— Start —

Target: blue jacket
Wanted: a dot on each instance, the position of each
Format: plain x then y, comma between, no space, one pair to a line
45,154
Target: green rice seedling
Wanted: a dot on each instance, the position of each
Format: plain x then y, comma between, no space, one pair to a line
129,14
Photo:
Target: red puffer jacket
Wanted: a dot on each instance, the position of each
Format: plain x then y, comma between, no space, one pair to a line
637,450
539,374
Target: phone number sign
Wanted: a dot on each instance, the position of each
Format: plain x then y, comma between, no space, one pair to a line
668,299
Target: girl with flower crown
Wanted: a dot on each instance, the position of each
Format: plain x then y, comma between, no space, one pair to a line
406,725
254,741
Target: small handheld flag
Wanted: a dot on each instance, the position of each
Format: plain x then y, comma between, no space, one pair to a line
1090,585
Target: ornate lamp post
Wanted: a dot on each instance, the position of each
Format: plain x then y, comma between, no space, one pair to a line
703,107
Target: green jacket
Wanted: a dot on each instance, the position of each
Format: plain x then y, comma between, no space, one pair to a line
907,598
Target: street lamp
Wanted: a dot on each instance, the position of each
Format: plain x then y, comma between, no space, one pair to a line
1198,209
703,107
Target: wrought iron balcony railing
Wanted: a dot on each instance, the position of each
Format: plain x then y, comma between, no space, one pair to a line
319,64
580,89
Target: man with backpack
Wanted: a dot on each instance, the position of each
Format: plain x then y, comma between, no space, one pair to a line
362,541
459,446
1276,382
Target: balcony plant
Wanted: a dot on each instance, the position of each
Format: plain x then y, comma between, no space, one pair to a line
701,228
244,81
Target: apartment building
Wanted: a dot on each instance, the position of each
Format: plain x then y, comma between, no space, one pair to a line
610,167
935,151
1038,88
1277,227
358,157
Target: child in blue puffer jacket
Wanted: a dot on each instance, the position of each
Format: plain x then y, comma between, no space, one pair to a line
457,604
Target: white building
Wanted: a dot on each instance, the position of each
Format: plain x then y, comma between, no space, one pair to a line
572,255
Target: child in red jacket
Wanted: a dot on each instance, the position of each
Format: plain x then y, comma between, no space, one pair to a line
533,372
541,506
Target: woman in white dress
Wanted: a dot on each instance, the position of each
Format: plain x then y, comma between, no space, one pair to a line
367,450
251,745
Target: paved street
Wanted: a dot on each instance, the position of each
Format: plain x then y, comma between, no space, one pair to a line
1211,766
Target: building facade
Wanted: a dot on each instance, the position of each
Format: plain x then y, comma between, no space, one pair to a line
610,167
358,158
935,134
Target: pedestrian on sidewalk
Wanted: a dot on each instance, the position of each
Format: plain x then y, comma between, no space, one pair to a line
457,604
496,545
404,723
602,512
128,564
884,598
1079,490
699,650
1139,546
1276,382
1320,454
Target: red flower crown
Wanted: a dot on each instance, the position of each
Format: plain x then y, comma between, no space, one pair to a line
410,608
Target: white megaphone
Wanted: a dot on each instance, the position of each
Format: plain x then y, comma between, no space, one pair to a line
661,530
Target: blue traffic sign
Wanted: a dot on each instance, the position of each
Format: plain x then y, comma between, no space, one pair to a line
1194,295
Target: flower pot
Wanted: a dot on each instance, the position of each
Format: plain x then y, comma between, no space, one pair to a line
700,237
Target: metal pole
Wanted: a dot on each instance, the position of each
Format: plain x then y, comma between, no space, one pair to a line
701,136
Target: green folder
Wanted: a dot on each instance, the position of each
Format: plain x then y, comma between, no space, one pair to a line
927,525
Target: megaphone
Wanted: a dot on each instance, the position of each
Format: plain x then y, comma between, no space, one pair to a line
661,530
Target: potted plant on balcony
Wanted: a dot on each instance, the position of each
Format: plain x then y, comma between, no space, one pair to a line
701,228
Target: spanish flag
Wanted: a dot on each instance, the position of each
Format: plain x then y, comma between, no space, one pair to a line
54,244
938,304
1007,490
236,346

— End —

### Task to carry out
Repeat all of the entries exactly.

### Solution
Target: blue jacket
Wanted: a dot on each instance, the position of each
Format: plain x then y, comma between, no space, one pair to a line
45,154
Target: green rice seedling
Wanted: a dot on each instance, the position of each
Format: plain x then y, comma between, no space, one pair to a line
129,14
Photo:
Target: red puffer jacket
Wanted: a dot on each instance, the position of each
Format: plain x then y, comma between, no space, one pair to a line
637,450
539,374
Target: phone number sign
Wanted: a dot on each instance, the position of each
Format: plain x then y, comma between, no space, one pair to a line
668,299
Target: girl with flower crown
Wanted: a dot on each instance, the position of each
Format: plain x then y, comma between, no space, one pair to a line
406,725
254,741
Target: small handheld flag
Wanted: a dot on each instance, the position of each
Format: plain x then y, comma between, no space, one pair to a line
1090,585
Target: ornate lamp post
Wanted: a dot on each instance, the position of each
Format: plain x then y, comma between, no space, one pair to a line
703,107
Target: green jacket
Wanted: a dot on each instance, the position of each
Format: plain x then y, comma between, no space, one pair to a line
907,598
Target: street lamp
Wanted: a dot on each instance, the position of each
Format: plain x then y, comma between, no space, one pair to a line
1198,209
703,107
Target: wrought iron balcony railing
Wanted: a dot on each instance, the position of each
Format: plain x then y, comma between, no space, one pair to a line
319,64
580,89
Target: man with backpack
Wanted: a dot on each instance, the position of each
Format: plain x then y, comma between, no space, one pair to a line
362,541
459,446
1276,382
Target: balcony plant
Wanted: a dot on each instance, the position of each
Format: plain x then y, comma between, no space, one pair to a line
701,228
244,81
Target: apartment building
Wanted: a dot on each instance, the position of each
Format: plain x then y, comma between, no space, one pair to a line
610,167
935,151
1038,88
1277,227
358,157
Target: child in blue puffer jacket
Wanted: a dot on each instance, the position of each
Format: plain x then y, comma between, no space, one pair to a line
457,604
Target: white building
Wanted: a dot on each instance, the position of each
Format: plain x then y, comma between, no space, one pair to a line
572,255
Target: child in red jacket
Wanted: a dot on each instance, the position of each
Format: plain x then y, comma between, no space, one pair to a line
533,372
541,506
Target: woman in white dress
Wanted: a dot on each instance, the position of each
Format: plain x then y, comma between, no space, one pair to a line
367,450
251,745
Target: paved street
Wanted: a dot on each instance, the position of each
Format: plain x then y, comma between, no space, one pair to a line
1211,766
Target: building facade
Wanted: a dot on each instance, the position of each
Format: plain x then y, comma between, no space, one pair to a line
610,167
358,158
935,134
Target: pedestrian on sidewalk
Wanted: a dot on each instance, the position of each
Format: plain x then y, comma between, no space, one pair to a line
457,604
496,545
404,723
602,512
128,564
884,598
1079,490
699,650
1139,546
1276,382
1320,454
Target: red flower crown
Wanted: a dot on each instance, the position of each
Format: plain x then y, comma between, no space, one pair to a line
410,608
Target: white megaphone
Wanted: a dot on each instance, the position of each
Format: plain x then y, comma between, no space, one pair to a line
661,530
Target: blue traffic sign
Wanted: a dot on each instance, the position of each
Format: plain x then y, comma between, no space, one pair to a line
1194,295
Target: flower pot
Wanted: a dot on each instance, the position of each
Format: plain x then y, comma between, no space, one pair to a line
700,237
Target: metal pole
Wanted: a dot on each instance, the position of each
Format: plain x then y, comma between, no space, one pair to a line
701,136
Target: green folder
Wanted: a dot on each instance, the position of each
Format: plain x then y, comma between, no space, one pair to a line
927,525
Target: megaphone
Wanted: a dot on each instance, the position of each
Format: plain x then y, comma between, no space, one pair to a line
661,530
Target: potted plant on balcony
Wanted: a dot on each instance, the position of each
Format: plain x then y, comma between, no space, one pair to a line
701,228
Target: spanish flag
Wanted: a dot on each instance, the position of each
Format: plain x then y, comma between, no space, one pair to a line
54,244
938,304
1007,490
236,346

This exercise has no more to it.